## DATA:
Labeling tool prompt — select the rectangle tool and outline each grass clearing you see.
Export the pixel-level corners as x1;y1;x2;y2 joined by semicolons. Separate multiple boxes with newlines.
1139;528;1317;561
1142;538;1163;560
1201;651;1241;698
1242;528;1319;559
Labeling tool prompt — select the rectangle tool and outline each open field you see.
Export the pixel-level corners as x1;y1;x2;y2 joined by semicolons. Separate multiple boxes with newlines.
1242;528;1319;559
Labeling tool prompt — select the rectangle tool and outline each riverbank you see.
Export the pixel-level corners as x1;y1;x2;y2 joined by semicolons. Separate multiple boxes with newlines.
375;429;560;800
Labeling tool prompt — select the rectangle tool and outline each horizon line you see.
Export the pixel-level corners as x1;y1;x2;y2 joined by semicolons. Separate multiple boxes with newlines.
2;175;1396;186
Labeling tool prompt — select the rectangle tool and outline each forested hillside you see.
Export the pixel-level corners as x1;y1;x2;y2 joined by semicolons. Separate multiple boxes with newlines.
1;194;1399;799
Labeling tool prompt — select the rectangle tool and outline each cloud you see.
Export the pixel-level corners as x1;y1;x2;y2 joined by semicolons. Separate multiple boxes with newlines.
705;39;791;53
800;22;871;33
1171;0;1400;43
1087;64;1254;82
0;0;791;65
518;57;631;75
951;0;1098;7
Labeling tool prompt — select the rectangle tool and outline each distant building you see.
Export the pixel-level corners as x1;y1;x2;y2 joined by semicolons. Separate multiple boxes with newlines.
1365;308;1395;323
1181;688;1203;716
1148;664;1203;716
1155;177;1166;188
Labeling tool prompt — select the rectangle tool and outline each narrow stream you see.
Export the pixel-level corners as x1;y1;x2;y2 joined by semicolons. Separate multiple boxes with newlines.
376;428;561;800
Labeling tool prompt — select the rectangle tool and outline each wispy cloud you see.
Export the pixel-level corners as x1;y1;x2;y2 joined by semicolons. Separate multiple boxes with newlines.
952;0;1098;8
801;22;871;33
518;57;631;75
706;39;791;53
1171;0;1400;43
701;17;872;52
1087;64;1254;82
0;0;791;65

## INSTRUCTIONS FOR THE TASK:
Above are the records; from them, give again exactly the lines from the one containing "riverbank you see." through the one containing "line you see.", both included.

## WRITTEN RESPONSE:
Labeling tool prompt — select the rectangle tool and outline each riverbank you see.
Export the pixel-level corners as x1;y1;x2;y2 joined by semicolons. Separate multiple boxes with newlines.
375;429;560;800
Labeling tool prompt — select the rectangle tool and outline each horizon line you see.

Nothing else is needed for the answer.